_TASK MATERIAL_
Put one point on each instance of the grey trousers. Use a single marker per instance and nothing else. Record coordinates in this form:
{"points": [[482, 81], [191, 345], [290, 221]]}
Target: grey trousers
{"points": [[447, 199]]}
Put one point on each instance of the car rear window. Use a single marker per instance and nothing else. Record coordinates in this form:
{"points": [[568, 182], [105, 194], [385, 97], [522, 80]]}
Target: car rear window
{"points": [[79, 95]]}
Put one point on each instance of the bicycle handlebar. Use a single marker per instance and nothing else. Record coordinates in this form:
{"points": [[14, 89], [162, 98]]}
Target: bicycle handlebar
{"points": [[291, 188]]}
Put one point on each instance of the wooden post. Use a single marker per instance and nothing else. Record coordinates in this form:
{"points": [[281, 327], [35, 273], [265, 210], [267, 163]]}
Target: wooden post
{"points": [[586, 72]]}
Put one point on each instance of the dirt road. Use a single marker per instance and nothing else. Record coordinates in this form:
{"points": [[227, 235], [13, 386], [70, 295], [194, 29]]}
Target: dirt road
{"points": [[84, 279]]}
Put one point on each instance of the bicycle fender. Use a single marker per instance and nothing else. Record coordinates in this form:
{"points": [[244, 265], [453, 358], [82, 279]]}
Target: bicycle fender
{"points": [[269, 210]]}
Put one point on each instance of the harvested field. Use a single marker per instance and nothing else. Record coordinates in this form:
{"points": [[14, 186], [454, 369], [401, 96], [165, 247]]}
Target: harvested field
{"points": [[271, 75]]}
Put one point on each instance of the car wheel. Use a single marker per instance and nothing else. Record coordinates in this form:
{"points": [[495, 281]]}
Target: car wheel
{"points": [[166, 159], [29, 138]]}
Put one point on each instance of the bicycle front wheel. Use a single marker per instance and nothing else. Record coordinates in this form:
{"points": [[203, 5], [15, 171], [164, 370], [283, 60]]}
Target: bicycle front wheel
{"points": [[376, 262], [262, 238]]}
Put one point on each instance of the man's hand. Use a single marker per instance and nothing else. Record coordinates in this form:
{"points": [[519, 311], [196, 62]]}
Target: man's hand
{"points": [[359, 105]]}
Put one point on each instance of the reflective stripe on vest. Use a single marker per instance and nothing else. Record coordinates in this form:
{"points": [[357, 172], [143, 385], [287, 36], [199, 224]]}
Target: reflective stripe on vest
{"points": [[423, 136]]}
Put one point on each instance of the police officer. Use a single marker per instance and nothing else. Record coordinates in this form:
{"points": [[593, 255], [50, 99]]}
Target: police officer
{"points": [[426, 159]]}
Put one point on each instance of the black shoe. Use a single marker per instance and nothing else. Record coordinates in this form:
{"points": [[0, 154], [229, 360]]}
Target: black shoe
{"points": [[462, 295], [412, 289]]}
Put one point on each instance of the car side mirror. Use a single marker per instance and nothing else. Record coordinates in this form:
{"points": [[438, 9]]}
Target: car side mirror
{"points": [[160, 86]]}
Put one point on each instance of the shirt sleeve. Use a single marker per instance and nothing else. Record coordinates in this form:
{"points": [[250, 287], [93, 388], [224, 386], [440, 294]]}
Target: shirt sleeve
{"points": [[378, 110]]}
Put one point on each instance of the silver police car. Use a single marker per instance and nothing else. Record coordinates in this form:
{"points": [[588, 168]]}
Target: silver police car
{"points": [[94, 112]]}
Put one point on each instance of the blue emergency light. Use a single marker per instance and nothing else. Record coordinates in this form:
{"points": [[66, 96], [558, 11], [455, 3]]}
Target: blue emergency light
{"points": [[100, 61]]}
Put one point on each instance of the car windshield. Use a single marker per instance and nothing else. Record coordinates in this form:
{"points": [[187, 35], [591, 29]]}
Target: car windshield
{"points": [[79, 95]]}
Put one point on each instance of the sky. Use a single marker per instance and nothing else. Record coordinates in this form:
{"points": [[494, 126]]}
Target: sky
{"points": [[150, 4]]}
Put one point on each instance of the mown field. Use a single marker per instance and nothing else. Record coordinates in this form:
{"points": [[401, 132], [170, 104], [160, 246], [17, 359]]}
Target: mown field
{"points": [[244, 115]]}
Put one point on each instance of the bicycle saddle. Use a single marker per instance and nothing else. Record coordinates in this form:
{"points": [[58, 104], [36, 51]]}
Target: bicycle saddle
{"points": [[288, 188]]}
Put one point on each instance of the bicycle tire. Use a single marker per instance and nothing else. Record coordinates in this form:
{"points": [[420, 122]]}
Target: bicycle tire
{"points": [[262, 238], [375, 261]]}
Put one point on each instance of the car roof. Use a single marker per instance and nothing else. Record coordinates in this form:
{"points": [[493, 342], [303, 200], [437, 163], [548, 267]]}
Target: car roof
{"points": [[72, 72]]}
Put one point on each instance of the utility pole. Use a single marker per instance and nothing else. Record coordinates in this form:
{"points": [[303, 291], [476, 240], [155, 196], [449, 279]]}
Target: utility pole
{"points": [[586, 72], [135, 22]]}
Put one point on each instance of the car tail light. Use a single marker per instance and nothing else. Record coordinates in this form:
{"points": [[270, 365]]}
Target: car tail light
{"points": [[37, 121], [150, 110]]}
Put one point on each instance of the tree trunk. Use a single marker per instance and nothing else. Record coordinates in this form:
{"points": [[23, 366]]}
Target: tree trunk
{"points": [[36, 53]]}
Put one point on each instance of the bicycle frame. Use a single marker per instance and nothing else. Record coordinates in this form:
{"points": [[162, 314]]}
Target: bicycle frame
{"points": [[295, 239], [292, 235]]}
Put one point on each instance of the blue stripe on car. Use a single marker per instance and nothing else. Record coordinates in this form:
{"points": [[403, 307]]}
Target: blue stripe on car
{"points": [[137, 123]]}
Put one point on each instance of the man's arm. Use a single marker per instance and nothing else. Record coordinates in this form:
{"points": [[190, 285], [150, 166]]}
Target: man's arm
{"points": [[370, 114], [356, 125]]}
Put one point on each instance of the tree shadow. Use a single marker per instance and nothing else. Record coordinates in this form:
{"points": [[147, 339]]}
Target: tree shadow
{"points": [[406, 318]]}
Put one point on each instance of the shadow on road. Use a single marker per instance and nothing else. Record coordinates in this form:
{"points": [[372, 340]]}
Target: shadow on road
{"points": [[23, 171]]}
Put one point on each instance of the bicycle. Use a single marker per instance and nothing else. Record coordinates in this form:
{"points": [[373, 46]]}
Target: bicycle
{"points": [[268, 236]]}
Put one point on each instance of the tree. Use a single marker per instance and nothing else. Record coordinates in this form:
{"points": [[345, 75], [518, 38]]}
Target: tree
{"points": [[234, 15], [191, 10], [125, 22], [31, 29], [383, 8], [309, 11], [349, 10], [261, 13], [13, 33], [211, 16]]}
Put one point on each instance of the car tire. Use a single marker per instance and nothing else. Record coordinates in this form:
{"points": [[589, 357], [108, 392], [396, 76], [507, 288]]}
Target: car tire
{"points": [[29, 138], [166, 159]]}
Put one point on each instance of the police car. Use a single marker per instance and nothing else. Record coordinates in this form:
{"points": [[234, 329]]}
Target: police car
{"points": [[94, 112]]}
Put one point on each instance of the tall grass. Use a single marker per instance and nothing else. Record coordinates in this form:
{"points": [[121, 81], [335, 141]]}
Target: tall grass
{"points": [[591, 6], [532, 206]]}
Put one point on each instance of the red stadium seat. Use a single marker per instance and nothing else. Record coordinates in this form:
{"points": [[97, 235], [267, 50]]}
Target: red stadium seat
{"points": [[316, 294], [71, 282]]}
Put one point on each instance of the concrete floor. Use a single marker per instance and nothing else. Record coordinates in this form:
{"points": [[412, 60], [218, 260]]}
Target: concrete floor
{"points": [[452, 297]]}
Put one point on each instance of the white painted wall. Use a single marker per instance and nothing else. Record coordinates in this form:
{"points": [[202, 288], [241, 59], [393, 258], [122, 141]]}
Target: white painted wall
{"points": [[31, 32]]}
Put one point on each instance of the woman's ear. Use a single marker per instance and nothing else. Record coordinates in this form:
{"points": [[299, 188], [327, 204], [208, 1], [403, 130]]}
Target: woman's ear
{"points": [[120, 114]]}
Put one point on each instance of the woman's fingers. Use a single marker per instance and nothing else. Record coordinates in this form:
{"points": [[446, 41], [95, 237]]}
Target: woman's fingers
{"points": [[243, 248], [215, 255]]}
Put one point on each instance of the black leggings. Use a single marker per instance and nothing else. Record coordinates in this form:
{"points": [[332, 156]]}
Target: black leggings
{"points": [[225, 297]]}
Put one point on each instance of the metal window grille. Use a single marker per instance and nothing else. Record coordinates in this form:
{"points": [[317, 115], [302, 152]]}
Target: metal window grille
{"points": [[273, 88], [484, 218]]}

_TASK INSTRUCTIONS_
Above are the lines; repeat exactly the ones from the line containing "Target: car roof" down to the line containing "Put one point on each instance of the tree trunk.", both inclusive.

_EXERCISE RESULT_
Target: car roof
{"points": [[72, 72]]}
Put one point on each instance of the utility pole. Use a single marker per instance and nothing else. Record coordinates in this form:
{"points": [[303, 291], [476, 240], [155, 196], [449, 279]]}
Target: utility pole
{"points": [[586, 72], [135, 22]]}
Put one point on each instance of the car tail light. Use a single marker per instance and nothing else. Record coordinates in this form:
{"points": [[270, 365]]}
Target: car tail light
{"points": [[37, 121], [150, 110]]}
Put one point on each instance of the tree trunk. Use a single marker per instance and nothing else. Record coordinates in this form:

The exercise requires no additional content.